EXTRACTED TEXT:
Tag Archives: staying cool

Working Out in the Heat

It’s hot out.  If you’re outside for any extended period of time, you have to be prepared to deal with the higher temperatures and increased humidity of summer.  Exercising in the heat presents its own set of difficulties in addition to the normal challenges of a good workout.  There are ways to manage the risk of suffering a heat related injury, and planning to avoid the dangers of heat exhaustion, heat cramps and heat stroke is half the battle.

Plan your workout.  Planning your workout in advance has two advantages.  You can run at cooler times of day, early morning or evening, giving you lower temperatures to deal with, and you can plan to run in loops.  Running in loops provides you the opportunity to place bottled water, cold towels or energy gels conveniently on your route and keeps you focused on only completing one loop at a time.

Hydrate.  Dehydration is a huge threat during the warmer months, so make sure you are familiar with your personal hydrate needs since they can vary greatly with body type and weather conditions.  During your workout, drink when you are thirsty, being careful not to over-hydrate and dilute your electrolytes, which can be equally as dangerous and being under hydrated.

Dress for it.  Wear light colored, sweat wicking clothes.  If you live in a humid environment, you’ll probably want to wear less than those who don’t deal with as much.  Visors are great for keeping the sun out of your face while also allowing heat to escape from your head.  Always remember your sun block!

Slow down.  The heat and humidity add a dimension to your training that makes it tougher.  You can respond to the increased demand on your body by slowing your pace to help keep your heart rate and core temperature down.  Any exercises in rough conditions helps prepare your body for better performance in better weather.

Adjust.  Allow your body time to adjust to the heat.  Decreasing your pace, working in some walking intervals and running by perceived effort rather than pace are all great ways to give your body a chance to get used to working in the warmth.

EXERCISE 1:
Answer these questions about the article on working out in the heat:
(a) What two times of day does it name as cooler times to run?
(b) What kind of clothes does it say to wear?
(c) Besides keeping the sun out of your face, what do visors allow?
EXERCISE 2: Reproduce word for word everything in the article on working out in the heat from "Dress for it.  Wear" down to "in the warmth.".

[Data records]
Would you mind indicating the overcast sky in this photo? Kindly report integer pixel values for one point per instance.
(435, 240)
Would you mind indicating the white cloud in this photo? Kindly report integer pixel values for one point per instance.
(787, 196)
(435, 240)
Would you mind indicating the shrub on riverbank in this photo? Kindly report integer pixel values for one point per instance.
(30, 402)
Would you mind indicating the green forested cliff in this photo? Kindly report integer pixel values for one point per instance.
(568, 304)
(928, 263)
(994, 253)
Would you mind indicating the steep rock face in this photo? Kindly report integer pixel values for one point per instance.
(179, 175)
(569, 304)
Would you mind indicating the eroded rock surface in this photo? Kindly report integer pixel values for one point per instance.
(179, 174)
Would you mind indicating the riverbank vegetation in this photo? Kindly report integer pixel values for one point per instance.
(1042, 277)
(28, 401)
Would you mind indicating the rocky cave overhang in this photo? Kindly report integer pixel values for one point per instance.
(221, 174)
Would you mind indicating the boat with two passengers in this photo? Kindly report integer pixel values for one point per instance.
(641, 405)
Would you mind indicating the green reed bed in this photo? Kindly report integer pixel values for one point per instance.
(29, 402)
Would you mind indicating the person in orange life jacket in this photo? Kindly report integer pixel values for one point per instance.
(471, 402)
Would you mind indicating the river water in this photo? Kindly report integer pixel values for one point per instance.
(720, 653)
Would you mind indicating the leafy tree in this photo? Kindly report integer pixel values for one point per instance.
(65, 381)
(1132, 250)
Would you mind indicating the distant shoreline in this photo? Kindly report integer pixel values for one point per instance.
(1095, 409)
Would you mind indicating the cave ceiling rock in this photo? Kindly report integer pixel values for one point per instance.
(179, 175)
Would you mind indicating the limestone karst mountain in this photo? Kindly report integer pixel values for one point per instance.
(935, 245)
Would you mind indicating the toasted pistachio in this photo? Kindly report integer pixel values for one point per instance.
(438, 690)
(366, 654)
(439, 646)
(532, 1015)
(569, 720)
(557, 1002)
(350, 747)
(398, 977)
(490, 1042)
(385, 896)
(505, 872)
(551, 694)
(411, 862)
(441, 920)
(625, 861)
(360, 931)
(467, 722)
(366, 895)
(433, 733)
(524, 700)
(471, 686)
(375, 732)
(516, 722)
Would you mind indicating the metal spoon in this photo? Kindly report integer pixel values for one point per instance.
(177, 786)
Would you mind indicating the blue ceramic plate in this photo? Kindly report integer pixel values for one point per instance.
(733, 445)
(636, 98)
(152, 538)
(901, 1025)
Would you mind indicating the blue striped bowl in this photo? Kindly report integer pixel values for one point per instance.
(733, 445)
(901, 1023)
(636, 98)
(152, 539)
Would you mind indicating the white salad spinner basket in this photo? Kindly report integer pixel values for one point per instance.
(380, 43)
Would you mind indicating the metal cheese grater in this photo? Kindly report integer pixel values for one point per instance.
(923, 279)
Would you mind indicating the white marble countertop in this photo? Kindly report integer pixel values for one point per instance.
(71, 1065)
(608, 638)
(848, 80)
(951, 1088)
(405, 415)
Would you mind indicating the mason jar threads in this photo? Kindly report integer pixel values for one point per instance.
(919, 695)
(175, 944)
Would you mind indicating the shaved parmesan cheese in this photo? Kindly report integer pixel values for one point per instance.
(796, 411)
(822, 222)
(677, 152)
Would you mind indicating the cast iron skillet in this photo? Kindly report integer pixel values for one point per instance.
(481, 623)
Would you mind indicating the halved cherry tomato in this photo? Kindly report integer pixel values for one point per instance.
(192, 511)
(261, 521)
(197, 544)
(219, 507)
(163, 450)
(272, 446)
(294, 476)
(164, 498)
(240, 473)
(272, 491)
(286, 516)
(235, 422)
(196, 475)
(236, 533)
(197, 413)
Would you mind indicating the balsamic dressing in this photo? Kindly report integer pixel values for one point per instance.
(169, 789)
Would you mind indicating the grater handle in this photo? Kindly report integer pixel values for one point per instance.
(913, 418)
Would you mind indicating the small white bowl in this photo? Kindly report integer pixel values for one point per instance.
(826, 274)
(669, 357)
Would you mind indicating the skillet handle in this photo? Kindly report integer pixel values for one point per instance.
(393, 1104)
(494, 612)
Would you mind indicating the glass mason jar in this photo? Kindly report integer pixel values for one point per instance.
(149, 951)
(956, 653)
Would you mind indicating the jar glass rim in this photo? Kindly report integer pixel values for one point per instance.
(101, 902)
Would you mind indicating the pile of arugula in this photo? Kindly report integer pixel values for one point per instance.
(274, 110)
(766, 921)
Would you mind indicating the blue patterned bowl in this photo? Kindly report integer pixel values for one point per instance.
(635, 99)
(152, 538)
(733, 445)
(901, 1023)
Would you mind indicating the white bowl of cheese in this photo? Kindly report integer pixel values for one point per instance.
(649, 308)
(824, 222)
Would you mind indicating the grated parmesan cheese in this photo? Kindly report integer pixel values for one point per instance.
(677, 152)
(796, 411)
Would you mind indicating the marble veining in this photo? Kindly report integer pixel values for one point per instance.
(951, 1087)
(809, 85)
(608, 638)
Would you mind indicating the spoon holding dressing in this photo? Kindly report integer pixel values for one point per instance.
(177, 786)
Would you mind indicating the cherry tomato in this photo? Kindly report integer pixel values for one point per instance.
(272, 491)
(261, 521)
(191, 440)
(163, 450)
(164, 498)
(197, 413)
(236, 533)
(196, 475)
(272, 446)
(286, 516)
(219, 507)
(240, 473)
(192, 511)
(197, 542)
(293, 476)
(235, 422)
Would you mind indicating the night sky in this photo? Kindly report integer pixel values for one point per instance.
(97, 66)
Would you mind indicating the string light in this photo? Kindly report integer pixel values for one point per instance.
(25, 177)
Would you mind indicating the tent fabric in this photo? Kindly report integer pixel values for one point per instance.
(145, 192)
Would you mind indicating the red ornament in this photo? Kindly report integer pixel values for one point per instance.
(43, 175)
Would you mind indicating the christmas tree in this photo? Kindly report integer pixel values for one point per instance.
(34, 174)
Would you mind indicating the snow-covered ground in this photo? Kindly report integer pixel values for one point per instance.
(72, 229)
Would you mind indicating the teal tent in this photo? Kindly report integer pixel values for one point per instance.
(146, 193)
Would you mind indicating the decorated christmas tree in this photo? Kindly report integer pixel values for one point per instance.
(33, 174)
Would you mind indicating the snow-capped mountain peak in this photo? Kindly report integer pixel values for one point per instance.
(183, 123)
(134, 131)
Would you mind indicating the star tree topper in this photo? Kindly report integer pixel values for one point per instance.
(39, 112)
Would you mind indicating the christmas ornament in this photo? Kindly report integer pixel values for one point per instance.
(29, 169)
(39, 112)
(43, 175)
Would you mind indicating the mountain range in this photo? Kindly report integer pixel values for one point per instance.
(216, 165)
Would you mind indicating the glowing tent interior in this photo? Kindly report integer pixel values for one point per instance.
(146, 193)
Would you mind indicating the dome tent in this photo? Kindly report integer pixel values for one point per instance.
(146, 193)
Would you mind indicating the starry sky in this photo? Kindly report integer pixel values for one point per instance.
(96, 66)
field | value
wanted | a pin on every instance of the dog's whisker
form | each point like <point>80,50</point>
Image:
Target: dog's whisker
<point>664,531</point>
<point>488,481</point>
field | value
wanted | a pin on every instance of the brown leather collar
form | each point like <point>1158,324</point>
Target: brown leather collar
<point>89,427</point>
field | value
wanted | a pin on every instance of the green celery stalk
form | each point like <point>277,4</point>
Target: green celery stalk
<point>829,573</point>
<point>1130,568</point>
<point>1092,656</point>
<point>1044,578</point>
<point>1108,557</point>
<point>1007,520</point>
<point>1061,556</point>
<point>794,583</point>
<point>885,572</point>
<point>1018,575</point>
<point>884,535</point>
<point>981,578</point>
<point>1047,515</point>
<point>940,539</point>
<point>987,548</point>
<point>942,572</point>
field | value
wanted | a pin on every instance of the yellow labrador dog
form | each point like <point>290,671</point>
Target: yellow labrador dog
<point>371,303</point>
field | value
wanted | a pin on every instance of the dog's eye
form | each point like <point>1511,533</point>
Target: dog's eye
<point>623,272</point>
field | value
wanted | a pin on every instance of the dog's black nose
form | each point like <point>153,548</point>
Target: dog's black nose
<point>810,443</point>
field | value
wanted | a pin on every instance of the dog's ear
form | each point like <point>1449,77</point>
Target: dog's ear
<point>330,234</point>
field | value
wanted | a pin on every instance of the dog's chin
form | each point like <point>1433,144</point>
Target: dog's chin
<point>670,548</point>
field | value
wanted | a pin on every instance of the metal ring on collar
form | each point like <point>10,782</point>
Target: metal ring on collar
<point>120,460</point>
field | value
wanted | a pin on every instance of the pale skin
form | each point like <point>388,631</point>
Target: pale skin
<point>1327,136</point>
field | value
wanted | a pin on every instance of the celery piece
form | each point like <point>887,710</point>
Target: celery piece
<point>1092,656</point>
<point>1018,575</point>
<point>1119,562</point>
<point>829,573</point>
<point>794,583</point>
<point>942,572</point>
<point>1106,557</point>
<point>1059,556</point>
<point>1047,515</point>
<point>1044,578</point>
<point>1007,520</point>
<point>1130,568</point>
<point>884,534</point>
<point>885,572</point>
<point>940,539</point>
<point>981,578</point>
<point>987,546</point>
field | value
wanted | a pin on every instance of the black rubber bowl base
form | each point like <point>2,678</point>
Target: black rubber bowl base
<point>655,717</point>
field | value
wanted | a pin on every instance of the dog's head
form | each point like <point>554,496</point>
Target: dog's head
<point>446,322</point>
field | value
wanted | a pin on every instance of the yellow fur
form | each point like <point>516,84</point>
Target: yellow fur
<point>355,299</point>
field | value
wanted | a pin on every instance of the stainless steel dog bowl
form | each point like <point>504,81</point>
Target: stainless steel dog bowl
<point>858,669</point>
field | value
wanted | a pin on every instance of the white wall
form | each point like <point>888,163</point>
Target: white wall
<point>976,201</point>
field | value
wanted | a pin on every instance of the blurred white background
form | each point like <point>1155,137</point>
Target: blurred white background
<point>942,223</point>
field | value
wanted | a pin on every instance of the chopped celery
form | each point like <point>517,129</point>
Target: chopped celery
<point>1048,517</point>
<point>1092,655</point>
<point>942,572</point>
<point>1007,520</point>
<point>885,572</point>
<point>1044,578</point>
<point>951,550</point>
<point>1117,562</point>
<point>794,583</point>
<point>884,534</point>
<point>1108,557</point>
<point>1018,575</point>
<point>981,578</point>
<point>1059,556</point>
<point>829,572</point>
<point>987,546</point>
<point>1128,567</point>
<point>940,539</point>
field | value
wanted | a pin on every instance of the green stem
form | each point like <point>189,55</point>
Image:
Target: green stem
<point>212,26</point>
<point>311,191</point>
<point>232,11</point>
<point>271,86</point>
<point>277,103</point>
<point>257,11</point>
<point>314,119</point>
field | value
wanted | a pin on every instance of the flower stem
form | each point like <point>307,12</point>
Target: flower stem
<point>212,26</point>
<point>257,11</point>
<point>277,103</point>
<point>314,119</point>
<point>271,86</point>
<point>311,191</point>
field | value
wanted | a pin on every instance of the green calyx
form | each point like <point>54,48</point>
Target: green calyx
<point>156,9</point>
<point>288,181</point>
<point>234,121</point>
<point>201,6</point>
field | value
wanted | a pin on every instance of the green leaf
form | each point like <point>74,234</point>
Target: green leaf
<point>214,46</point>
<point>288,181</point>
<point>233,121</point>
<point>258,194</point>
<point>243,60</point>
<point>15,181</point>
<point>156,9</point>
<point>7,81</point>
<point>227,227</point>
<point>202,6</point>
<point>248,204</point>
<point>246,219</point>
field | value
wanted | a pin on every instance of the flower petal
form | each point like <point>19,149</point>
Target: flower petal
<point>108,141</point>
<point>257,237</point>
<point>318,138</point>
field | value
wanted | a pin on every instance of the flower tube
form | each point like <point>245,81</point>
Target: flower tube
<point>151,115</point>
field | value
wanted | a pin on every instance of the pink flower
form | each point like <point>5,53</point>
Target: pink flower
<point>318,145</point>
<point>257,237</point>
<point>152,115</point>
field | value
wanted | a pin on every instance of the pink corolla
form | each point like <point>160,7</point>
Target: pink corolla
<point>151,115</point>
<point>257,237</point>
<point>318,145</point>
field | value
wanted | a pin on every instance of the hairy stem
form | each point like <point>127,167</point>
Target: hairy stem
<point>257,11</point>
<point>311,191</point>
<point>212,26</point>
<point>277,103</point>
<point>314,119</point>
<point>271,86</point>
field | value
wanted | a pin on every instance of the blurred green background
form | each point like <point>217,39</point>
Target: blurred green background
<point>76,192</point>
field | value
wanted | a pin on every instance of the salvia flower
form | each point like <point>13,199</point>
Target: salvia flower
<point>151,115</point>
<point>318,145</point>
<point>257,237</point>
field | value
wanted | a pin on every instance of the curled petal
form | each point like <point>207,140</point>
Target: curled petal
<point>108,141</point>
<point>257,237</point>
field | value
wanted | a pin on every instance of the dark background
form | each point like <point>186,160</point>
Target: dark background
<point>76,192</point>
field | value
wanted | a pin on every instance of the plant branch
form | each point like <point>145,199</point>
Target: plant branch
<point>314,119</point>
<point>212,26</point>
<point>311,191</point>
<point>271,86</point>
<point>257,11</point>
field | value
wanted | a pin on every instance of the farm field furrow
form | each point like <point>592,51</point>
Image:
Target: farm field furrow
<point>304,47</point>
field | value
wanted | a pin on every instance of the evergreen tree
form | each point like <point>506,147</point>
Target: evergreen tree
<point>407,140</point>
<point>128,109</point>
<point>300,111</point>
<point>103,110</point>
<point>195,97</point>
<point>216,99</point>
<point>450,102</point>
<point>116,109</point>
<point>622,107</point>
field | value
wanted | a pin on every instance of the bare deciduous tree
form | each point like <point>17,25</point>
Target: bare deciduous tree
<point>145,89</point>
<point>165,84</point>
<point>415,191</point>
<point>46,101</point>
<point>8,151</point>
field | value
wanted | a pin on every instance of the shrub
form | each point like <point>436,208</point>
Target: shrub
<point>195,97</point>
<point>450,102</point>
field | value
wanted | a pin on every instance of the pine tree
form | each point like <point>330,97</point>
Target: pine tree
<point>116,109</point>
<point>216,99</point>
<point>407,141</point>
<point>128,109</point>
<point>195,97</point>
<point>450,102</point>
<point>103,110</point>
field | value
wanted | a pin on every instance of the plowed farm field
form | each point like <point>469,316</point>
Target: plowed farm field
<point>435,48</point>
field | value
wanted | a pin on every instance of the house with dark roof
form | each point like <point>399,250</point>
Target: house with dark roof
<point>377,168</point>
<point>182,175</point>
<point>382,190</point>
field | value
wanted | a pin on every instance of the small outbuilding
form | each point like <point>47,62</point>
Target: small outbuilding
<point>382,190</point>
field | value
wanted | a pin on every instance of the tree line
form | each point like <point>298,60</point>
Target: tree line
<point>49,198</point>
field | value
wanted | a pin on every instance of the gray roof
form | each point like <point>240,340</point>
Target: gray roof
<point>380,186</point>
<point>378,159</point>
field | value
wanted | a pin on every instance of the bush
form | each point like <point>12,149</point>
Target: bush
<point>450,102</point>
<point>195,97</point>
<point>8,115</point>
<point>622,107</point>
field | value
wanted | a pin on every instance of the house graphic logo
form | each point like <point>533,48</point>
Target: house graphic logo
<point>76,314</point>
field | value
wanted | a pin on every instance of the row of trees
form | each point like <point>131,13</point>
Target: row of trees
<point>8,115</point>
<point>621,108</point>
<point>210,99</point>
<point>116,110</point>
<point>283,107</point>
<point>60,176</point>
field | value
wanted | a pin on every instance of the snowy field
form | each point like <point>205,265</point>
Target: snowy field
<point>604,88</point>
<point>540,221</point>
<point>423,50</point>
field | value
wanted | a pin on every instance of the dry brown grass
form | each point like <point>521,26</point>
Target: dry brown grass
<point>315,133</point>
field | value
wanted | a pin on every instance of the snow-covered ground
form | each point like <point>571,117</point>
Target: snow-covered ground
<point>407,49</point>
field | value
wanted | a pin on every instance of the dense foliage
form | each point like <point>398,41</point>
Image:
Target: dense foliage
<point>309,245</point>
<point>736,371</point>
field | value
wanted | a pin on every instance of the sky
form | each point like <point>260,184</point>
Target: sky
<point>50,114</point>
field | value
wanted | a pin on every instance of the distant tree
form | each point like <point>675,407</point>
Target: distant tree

YOUR SOLUTION 1:
(a) Early morning or evening.
(b) Light colored, sweat wicking clothes.
(c) They allow heat to escape from your head.

YOUR SOLUTION 2:
Dress for it.  Wear light colored, sweat wicking clothes.  If you live in a humid environment, you’ll probably want to wear less than those who don’t deal with as much.  Visors are great for keeping the sun out of your face while also allowing heat to escape from your head.  Always remember your sun block!

Slow down.  The heat and humidity add a dimension to your training that makes it tougher.  You can respond to the increased demand on your body by slowing your pace to help keep your heart rate and core temperature down.  Any exercises in rough conditions helps prepare your body for better performance in better weather.

Adjust.  Allow your body time to adjust to the heat.  Decreasing your pace, working in some walking intervals and running by perceived effort rather than pace are all great ways to give your body a chance to get used to working in the warmth.